(Position annotation records)
^^^^^^^^^^^^^^^^
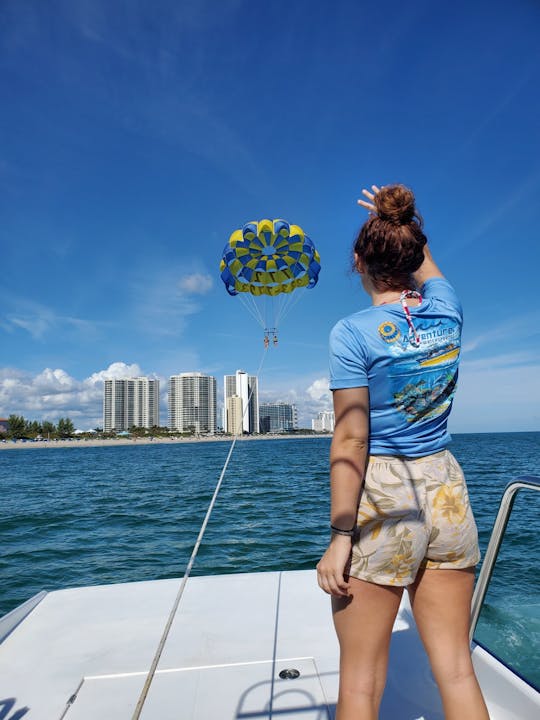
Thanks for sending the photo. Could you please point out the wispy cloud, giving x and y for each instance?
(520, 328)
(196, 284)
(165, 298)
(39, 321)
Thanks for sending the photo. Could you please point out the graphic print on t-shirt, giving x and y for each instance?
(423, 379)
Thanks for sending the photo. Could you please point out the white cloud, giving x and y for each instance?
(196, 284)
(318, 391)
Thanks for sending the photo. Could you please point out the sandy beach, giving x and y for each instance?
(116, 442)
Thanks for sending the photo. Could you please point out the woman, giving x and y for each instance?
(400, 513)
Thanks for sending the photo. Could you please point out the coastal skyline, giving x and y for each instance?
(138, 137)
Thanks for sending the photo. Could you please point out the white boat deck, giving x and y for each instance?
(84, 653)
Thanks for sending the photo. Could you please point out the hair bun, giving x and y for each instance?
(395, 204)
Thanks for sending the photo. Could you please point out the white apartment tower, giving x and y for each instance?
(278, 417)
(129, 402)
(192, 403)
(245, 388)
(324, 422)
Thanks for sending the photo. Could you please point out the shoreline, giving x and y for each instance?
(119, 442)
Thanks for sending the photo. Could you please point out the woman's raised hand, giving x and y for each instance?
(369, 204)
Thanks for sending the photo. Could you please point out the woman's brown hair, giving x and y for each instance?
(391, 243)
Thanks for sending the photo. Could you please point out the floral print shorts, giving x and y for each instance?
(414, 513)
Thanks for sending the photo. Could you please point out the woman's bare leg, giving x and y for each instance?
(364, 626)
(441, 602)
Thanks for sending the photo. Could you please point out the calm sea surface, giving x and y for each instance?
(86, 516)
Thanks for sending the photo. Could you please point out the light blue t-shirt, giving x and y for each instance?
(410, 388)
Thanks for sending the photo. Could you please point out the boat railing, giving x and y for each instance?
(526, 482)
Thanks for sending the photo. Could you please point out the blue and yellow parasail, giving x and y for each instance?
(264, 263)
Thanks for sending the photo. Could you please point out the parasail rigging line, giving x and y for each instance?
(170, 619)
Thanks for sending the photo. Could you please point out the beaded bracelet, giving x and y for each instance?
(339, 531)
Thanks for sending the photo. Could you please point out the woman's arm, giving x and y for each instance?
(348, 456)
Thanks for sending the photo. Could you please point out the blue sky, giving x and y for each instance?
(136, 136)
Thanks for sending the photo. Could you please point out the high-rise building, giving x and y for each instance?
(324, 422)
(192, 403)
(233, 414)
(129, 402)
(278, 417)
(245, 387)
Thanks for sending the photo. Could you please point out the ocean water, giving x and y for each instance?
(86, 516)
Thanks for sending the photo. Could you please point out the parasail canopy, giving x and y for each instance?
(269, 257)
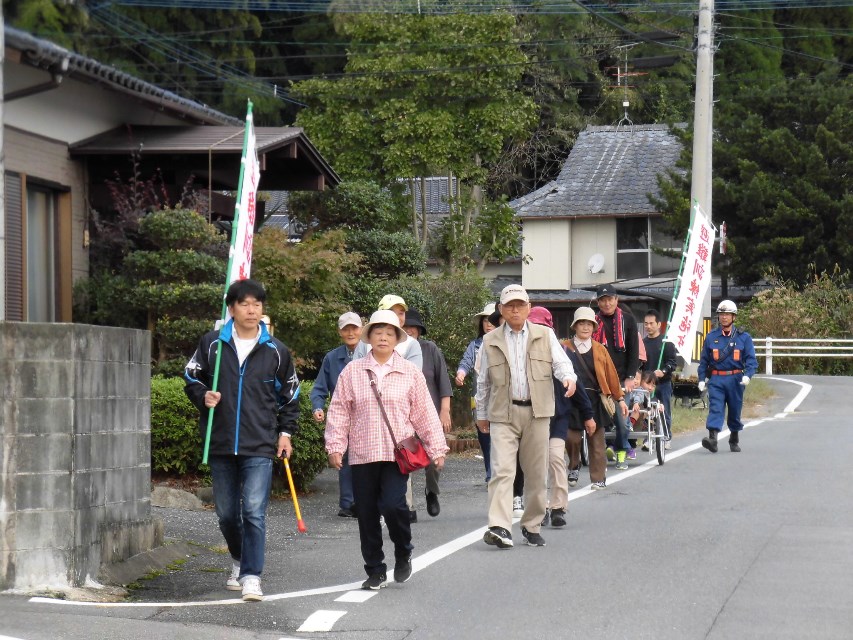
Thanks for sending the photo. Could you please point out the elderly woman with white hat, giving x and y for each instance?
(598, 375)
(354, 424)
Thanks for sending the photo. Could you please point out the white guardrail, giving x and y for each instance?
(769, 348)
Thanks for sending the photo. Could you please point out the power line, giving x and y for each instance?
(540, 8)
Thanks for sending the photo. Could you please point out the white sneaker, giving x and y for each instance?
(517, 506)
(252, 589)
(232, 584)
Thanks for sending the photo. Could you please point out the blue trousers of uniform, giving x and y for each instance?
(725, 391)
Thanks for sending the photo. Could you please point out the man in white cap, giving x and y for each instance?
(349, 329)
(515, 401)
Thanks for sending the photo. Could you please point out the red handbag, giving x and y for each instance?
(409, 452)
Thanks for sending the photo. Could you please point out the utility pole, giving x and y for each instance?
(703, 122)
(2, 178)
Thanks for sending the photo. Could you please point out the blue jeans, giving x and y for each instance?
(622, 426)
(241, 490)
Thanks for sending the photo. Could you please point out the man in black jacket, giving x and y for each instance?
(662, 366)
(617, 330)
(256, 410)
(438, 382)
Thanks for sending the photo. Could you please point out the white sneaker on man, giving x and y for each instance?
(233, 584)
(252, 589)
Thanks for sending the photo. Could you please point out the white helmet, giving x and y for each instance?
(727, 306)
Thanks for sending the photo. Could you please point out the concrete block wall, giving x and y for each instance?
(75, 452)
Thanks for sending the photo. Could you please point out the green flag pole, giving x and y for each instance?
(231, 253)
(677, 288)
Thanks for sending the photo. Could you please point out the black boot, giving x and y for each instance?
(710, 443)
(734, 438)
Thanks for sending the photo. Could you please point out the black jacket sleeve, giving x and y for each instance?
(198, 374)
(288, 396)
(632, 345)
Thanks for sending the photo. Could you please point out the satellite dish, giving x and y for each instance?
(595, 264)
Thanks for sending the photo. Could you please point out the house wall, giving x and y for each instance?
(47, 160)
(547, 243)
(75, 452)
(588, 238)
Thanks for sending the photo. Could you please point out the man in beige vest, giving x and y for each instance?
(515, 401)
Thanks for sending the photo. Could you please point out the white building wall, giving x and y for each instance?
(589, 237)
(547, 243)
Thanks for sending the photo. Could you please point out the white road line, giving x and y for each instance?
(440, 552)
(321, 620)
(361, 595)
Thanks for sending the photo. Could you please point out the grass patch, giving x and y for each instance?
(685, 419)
^^^^^^^^^^^^^^^^
▶ Objective: Reproduce the entire listing with each occurrence of "point out" changed to "mark" and every other word left intact. Omit the pictures from your version.

▶ Output for this exercise:
Thanks for sending the photo. Could you please mark the wispy cloud, giving x and y for each instance?
(520, 328)
(196, 284)
(165, 298)
(39, 321)
Thanks for sending the photo. Could you please mark the graphic print on t-shirt, giving x and y for each instance?
(423, 379)
Thanks for sending the photo. Could you please mark the white cloud, giving x and y for each instance?
(196, 284)
(318, 391)
Thanks for sending the photo. Could you please mark the sandy beach, giving x and y for each instance?
(116, 442)
Thanks for sending the photo. Could you please mark the woman, giving x and y for each instance?
(400, 513)
Thanks for sending the photo. Could you please mark the coastal skyline, giving x and y for each instance?
(138, 137)
Thanks for sending the photo. Could you please mark the white boat deck, giving x and y for each instance?
(84, 653)
Thanks for sending the photo. Could you please mark the hair bun, giving x and y for each instance?
(395, 204)
Thanks for sending the photo. Could you please mark the white apartment tower, giving x and y for each instance?
(278, 417)
(129, 402)
(192, 403)
(245, 388)
(324, 422)
Thanks for sending the photo. Could you please mark the shoreline, giving x and y for each instance?
(119, 442)
Thanks for sending the photo. Could you please mark the woman's raised hand, giving x and y for each instance?
(369, 204)
Thanks for sending the photo. Could you please mark the woman's brown hair, giving x and y for each instance?
(391, 243)
Thanks for sending the photo. Could you please mark the floral print shorts, giving x and y for each instance?
(414, 513)
Thanks for sending the photo. Could you please mark the woman's bare leg, giving x and y for each instance?
(364, 626)
(441, 602)
Thanks for sending the photo. Could you please mark the calm sea surface, giving x and y for each instance?
(86, 516)
Thanks for sending the photo. Could you please mark the light blue t-shirt, giving x and y for each instance?
(410, 388)
Thanks for sending the photo. Could you please mark the boat railing, giving x and y for each instance?
(526, 482)
Thanks for sending the photo. Could you please mark the blue and yellow parasail, giving x and y for each instance?
(264, 263)
Thanks for sending the photo. Could you please mark the parasail rigging line, giving x and y for each instance?
(170, 619)
Thanks for sending the photo. Could you please mark the beaded bracelet, giving x and y for each instance?
(339, 531)
Thanks for sending the photo. Could you please mark the woman's arm, giving x and y for each instance?
(348, 456)
Thanks for sending the photo. Could you please mark the blue sky, giving x and y for each instance?
(136, 136)
Thanks for sending the photo. Could you please mark the high-rise building, giving x and y for each instance?
(324, 422)
(192, 403)
(233, 414)
(129, 402)
(278, 417)
(245, 387)
Thanks for sending the photo. Could you please mark the ocean water, giving x and y for each instance?
(86, 516)
Thanks for sending the photo. Could you please mark the parasail canopy, giving x and y for each instance?
(269, 257)
Thanks for sending the photo. Could you please mark the elderly woman with white hat, giving x and y for each instance?
(598, 375)
(354, 424)
Thanks for sending the photo. Could you please mark the white guardrail, giving x and y for each instance?
(769, 348)
Thanks for sending the photo. Could you please mark the power line, giving x and y for each instance?
(540, 8)
Thanks for sending the photo. Could you please mark the white sneaker, giving x and y for each instance?
(517, 506)
(252, 589)
(232, 584)
Thanks for sending the photo. Could you please mark the blue trousers of uniform, giving x and y for each instance?
(725, 391)
Thanks for sending the photo. Could you please mark the man in white cap, giving x and y for each instance?
(349, 329)
(515, 401)
Thanks for sending the photo. Could you please mark the red handbag, giving x and y for each instance?
(409, 452)
Thanks for sending the photo. Could you please mark the utility pole, giving x and y for each instance?
(703, 122)
(2, 178)
Thanks for sending the photo. Could you please mark the blue jeans, giving x and y for each instance?
(622, 426)
(241, 490)
Thanks for sending the photo. Could you please mark the man in black jacket, giving x and y for each instance?
(662, 366)
(617, 330)
(256, 410)
(438, 382)
Thanks for sending the photo. Could you please mark the white sneaker on man, giving x and y for each instance?
(233, 584)
(252, 589)
Thanks for sending the photo. Could you please mark the white helmet, giving x and y for each instance?
(727, 306)
Thanks for sending the photo. Could you please mark the concrete block wall, giving x and y for each instance?
(75, 452)
Thanks for sending the photo. Could you please mark the green flag pole, giving x and y for each instance?
(231, 253)
(677, 288)
Thanks for sending the photo. Could you please mark the black boot, giving x and y for each instance?
(710, 443)
(734, 438)
Thanks for sending the photo. Could you please mark the black jacket sleeve, giving x and y for each instance?
(198, 374)
(288, 396)
(632, 345)
Thanks for sending the photo. Could you please mark the satellite dish, giving x and y for each instance?
(595, 264)
Thanks for sending the photo. Could you please mark the house wall, giving x and y for each instance?
(47, 160)
(547, 243)
(75, 452)
(588, 238)
Thanks for sending the photo. Could you please mark the man in beige vest, giving x and y for each instance?
(515, 401)
Thanks for sending the photo. Could you please mark the white building wall, giving x and y for each instance?
(589, 237)
(547, 243)
Thanks for sending the photo. Could you please mark the white road line, giving x and y for each instance?
(440, 552)
(321, 620)
(361, 595)
Thanks for sending the photo. Could you please mark the grass patch, giving x and y for each instance?
(685, 419)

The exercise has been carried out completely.